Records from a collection

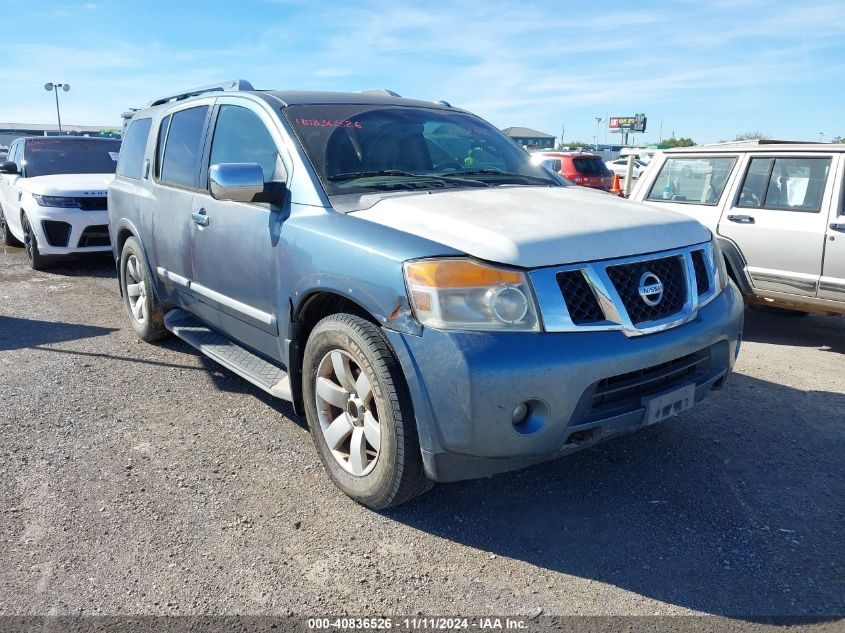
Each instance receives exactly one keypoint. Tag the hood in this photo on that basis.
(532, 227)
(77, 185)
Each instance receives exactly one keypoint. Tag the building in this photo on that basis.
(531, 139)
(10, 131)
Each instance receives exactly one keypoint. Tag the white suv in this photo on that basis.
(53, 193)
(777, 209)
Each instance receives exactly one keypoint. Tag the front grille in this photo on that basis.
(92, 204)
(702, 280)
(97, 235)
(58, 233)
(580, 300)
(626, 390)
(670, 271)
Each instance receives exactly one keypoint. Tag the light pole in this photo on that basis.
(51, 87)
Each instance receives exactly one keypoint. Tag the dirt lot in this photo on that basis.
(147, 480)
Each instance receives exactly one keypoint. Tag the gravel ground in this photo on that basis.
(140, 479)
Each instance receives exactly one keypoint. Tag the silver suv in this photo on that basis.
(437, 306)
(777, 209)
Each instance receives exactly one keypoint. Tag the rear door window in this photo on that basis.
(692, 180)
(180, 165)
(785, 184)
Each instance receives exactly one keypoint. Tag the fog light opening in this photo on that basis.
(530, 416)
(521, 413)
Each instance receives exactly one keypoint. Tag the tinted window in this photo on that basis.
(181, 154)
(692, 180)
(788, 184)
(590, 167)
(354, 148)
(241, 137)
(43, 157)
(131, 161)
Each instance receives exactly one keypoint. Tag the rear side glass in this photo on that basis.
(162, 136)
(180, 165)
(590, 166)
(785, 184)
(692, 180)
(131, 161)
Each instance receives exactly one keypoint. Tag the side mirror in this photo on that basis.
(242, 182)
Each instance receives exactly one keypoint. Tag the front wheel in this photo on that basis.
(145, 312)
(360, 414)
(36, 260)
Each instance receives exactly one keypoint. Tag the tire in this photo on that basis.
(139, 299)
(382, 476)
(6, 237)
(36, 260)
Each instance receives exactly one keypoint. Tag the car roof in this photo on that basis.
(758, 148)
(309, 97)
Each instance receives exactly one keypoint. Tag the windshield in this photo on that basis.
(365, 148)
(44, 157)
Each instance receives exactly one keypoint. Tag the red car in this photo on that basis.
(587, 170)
...
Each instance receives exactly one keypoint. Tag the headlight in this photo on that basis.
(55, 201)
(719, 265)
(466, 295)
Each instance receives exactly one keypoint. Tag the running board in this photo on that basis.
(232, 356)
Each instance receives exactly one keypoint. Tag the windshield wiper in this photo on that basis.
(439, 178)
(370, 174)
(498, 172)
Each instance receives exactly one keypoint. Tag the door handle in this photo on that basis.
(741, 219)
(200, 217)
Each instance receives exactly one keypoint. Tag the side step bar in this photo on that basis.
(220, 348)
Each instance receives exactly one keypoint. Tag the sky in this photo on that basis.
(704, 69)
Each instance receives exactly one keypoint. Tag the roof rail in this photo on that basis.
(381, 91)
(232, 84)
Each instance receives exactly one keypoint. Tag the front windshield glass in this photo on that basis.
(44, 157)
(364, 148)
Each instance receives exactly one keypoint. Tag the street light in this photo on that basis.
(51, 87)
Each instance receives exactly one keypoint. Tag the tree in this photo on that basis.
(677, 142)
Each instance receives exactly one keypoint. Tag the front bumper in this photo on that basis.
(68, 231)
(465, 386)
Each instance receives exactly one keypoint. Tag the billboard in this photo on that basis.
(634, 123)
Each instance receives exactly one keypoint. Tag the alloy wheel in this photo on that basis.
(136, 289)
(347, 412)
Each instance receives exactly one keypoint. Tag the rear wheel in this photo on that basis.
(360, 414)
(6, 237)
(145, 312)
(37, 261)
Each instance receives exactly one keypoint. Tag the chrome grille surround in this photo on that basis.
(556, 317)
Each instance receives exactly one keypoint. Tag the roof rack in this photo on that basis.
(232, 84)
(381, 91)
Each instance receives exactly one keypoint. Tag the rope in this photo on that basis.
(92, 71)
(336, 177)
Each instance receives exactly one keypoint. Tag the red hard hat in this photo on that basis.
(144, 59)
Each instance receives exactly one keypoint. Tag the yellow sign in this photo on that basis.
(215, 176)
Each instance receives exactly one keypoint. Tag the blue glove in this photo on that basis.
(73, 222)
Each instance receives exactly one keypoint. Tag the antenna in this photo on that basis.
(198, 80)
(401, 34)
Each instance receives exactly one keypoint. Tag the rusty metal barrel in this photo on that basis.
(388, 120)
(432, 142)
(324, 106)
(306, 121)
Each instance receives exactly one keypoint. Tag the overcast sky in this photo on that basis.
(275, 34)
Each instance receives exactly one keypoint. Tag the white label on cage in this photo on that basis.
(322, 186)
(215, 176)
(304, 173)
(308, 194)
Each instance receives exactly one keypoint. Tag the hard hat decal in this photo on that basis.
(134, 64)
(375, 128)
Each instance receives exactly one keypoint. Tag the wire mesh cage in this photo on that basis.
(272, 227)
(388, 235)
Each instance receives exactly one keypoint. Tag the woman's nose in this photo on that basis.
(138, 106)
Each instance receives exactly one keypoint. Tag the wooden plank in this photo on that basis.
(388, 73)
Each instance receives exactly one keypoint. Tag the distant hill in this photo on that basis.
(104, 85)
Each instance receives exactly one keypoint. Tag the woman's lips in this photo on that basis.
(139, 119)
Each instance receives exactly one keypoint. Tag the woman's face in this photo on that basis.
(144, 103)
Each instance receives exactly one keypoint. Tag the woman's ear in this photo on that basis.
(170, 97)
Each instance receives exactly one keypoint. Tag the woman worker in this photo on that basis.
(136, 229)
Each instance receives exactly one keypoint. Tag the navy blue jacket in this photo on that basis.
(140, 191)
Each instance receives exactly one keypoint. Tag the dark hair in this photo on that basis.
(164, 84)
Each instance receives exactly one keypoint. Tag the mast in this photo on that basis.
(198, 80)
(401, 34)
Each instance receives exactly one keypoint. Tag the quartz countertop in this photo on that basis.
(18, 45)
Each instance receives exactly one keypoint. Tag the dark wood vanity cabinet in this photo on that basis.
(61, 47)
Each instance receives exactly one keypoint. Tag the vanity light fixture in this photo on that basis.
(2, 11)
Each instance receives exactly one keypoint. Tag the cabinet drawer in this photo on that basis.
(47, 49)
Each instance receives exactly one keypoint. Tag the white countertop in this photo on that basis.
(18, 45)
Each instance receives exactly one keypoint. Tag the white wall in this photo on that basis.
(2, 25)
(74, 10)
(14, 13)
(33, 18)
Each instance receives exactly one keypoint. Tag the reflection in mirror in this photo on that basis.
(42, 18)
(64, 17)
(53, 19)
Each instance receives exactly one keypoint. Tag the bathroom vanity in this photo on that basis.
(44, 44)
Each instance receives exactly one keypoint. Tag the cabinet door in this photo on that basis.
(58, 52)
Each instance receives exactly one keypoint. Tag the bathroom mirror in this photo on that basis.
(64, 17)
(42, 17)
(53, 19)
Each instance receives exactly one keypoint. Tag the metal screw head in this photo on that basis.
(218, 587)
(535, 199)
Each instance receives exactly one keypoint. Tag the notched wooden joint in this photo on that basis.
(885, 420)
--
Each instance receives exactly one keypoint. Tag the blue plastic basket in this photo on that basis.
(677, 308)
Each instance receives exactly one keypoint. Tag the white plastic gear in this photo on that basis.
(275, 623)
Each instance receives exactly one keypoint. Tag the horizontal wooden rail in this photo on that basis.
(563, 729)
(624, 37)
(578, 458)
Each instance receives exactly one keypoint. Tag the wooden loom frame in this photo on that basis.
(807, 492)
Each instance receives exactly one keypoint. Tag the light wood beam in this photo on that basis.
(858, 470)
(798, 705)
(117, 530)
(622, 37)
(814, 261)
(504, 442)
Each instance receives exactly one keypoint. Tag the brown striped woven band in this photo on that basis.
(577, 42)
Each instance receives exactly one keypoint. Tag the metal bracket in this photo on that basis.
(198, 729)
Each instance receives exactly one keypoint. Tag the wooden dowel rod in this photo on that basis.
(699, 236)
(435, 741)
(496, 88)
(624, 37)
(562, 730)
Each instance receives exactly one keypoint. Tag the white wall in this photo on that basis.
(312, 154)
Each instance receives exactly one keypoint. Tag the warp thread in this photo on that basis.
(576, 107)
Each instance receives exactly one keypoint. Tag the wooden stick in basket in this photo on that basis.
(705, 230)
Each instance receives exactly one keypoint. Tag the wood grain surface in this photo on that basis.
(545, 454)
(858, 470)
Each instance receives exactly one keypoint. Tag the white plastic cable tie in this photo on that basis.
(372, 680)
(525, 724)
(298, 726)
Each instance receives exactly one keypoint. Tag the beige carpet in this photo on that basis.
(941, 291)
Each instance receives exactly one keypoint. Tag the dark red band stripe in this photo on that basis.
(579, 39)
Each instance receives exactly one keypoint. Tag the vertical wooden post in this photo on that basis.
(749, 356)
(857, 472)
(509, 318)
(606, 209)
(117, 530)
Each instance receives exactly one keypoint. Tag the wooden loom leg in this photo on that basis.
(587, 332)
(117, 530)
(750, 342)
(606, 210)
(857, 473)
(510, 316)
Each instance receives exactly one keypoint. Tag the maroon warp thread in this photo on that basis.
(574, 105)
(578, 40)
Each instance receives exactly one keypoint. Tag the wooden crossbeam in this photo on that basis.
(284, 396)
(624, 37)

• _What is being asked_
Tally the lines in the data above that contain the string "metal", treating uppercase and lowercase as different, and reply with the number alone.

• _Reply to the exercise_
3